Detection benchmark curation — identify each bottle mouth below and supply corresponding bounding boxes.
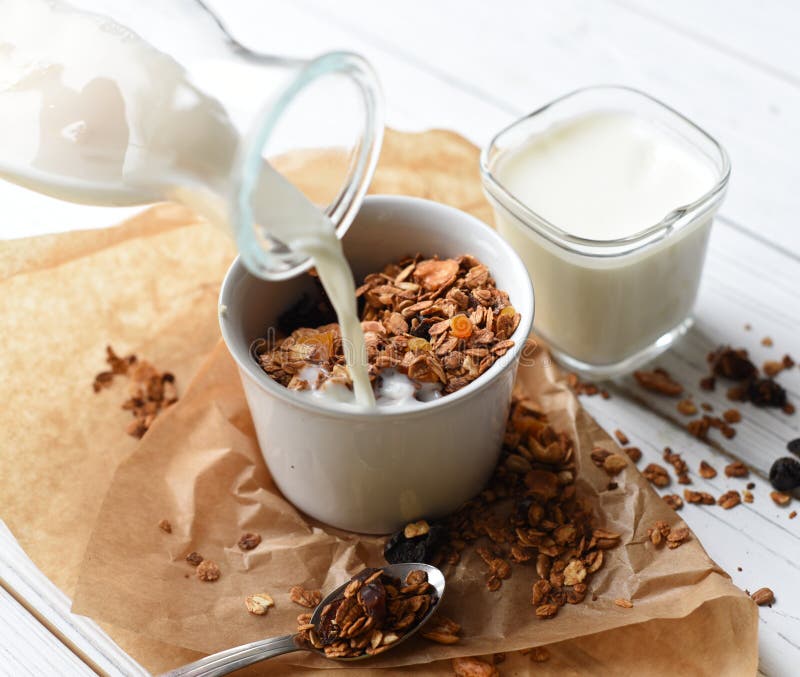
[230,52,383,280]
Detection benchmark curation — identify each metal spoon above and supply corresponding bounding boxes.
[161,563,444,677]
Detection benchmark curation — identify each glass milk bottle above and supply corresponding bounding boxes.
[0,0,383,279]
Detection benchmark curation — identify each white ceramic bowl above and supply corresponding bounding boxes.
[220,196,533,534]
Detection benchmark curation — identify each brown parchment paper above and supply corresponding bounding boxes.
[0,132,757,674]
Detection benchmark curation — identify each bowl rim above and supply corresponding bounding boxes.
[218,195,535,421]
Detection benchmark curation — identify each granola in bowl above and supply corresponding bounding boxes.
[254,254,521,406]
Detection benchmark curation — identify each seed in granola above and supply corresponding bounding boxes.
[717,489,741,510]
[622,447,642,463]
[452,656,500,677]
[289,585,322,609]
[403,520,431,538]
[725,461,750,477]
[642,463,670,488]
[238,532,261,550]
[699,461,717,480]
[769,456,800,491]
[633,369,683,397]
[197,559,222,583]
[614,429,630,446]
[683,489,716,505]
[769,491,792,507]
[244,592,276,616]
[750,588,775,606]
[186,551,203,567]
[603,454,628,475]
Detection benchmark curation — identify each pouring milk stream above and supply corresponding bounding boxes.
[0,0,382,407]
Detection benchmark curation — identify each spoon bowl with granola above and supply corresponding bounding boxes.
[162,563,445,677]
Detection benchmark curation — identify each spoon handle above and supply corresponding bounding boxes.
[161,635,301,677]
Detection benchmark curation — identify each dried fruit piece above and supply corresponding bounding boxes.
[769,456,800,491]
[750,588,775,606]
[238,532,261,550]
[717,489,741,510]
[244,592,275,616]
[186,551,203,567]
[196,559,222,583]
[633,369,683,397]
[699,461,717,480]
[289,585,322,609]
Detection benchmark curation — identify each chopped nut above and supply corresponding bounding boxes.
[717,489,741,510]
[769,491,792,507]
[197,559,222,583]
[699,461,717,480]
[186,552,203,567]
[244,592,276,612]
[403,520,431,538]
[642,463,670,488]
[633,369,683,397]
[725,461,750,477]
[289,585,322,609]
[750,588,775,606]
[238,532,261,550]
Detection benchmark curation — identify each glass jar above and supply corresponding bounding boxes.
[481,86,730,378]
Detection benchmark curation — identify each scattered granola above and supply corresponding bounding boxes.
[244,592,275,616]
[750,588,775,606]
[92,346,178,438]
[186,551,203,567]
[769,491,792,507]
[642,463,671,489]
[683,489,716,505]
[699,461,717,480]
[289,585,322,609]
[197,559,222,583]
[633,367,683,397]
[725,461,750,477]
[452,656,500,677]
[717,489,742,510]
[254,255,521,399]
[237,532,261,550]
[420,613,461,644]
[292,569,440,658]
[769,456,800,491]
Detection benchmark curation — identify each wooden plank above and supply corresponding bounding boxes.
[290,0,800,254]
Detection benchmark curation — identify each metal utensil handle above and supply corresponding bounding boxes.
[161,635,301,677]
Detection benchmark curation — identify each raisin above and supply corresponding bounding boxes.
[769,456,800,491]
[383,524,447,564]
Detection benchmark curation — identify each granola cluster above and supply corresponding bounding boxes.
[297,569,438,658]
[384,399,627,619]
[256,255,521,395]
[92,346,178,438]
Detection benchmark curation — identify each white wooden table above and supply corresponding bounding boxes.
[0,0,800,675]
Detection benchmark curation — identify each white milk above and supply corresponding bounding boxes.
[0,0,374,406]
[490,111,718,373]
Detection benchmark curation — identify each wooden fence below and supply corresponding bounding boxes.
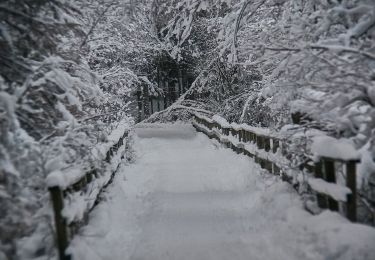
[49,131,128,260]
[193,114,359,221]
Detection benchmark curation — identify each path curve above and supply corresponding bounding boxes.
[70,124,375,260]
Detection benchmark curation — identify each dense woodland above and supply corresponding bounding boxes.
[0,0,375,259]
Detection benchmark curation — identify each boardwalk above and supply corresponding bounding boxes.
[70,125,375,260]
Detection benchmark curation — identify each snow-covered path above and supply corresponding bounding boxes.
[70,125,375,260]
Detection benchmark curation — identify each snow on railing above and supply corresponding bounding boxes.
[193,113,360,221]
[46,125,128,260]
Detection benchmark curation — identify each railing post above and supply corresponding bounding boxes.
[263,136,271,152]
[49,187,71,260]
[346,161,357,222]
[272,138,280,153]
[315,161,328,209]
[323,158,339,211]
[256,135,264,149]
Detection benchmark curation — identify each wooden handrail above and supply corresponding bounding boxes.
[193,114,360,222]
[48,131,128,260]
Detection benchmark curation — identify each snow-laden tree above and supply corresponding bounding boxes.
[0,0,166,259]
[154,0,375,215]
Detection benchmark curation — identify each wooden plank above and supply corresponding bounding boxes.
[322,158,339,211]
[263,136,271,152]
[346,161,357,222]
[272,138,280,153]
[49,187,71,260]
[315,161,328,209]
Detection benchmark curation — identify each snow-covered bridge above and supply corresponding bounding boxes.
[68,124,375,260]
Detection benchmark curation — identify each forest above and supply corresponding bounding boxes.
[0,0,375,260]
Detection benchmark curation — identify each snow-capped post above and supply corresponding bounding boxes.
[255,135,264,149]
[46,124,128,260]
[322,158,339,211]
[309,136,360,221]
[49,186,71,260]
[272,138,280,153]
[315,161,327,209]
[263,136,271,152]
[346,160,358,222]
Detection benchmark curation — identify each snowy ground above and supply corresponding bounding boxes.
[70,125,375,260]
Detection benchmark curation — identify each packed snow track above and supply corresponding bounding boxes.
[69,124,375,260]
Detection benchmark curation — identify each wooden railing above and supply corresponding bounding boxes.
[47,131,128,260]
[193,114,359,221]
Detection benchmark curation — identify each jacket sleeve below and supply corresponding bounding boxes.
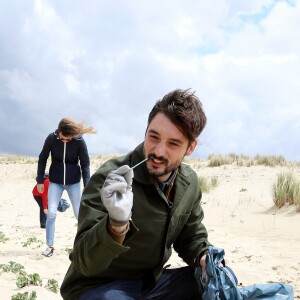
[42,179,49,209]
[70,166,129,276]
[37,134,52,184]
[79,138,90,187]
[174,175,211,267]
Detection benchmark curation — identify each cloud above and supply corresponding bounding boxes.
[0,0,300,160]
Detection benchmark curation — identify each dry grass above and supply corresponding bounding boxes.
[272,172,300,211]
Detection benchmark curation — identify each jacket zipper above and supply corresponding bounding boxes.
[63,143,67,185]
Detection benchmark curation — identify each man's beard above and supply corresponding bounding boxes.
[146,153,182,177]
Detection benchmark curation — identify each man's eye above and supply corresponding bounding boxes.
[150,135,158,140]
[170,143,179,147]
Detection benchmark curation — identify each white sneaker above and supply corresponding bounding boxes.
[42,246,54,257]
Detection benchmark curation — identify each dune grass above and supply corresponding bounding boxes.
[208,153,299,167]
[272,172,300,212]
* * * * * * *
● **EXERCISE OBJECTIVE**: Rescale the items from the line that contains "Detection benchmark curation — identify each packed" through the end of the items, inclusive. Write out every line in that span again, keeping the text lines unchanged and multiplying each bounding-box coordinate by 1.7, rounded to a whole number with halves rounded up. Leave the pictures out.

● **WRITTEN SOLUTION**:
Detection benchmark curation — identify each packed snow track above and supply corresponding bounding boxes.
[117,211,638,442]
Detection benchmark curation — identify each wooden railing above and supply corresponding bounding boxes.
[80,223,218,442]
[328,194,610,376]
Detection benchmark curation — identify each jacket sleeve below and supply corresponding bounding boxes.
[71,304,83,355]
[119,282,219,469]
[63,228,88,313]
[134,235,153,318]
[296,298,359,454]
Detection benchmark curation — identify each cloud above and supply corresponding bounding boxes.
[0,0,510,272]
Detection benchmark curation — identify each dry grass above and supply corresponding bounding boxes.
[462,292,510,359]
Detection benchmark curation — identify each jacket zipper above and supply corresponding bounding boxes.
[107,243,114,315]
Detection benchmark curation — identify each man's beard above and supply corresponding bounding boxes.
[248,260,309,301]
Detection benchmark curation — identify each man's eye above and supply corresponding bounding boxes.
[255,230,269,238]
[289,243,304,250]
Detection benchmark curation — identify each white sneaker above and supply corresponding bounding boxes.
[71,418,92,437]
Detection benchmark curation — identify each dune grass above and supply corresponding bounding boxes.
[354,260,508,284]
[462,292,510,360]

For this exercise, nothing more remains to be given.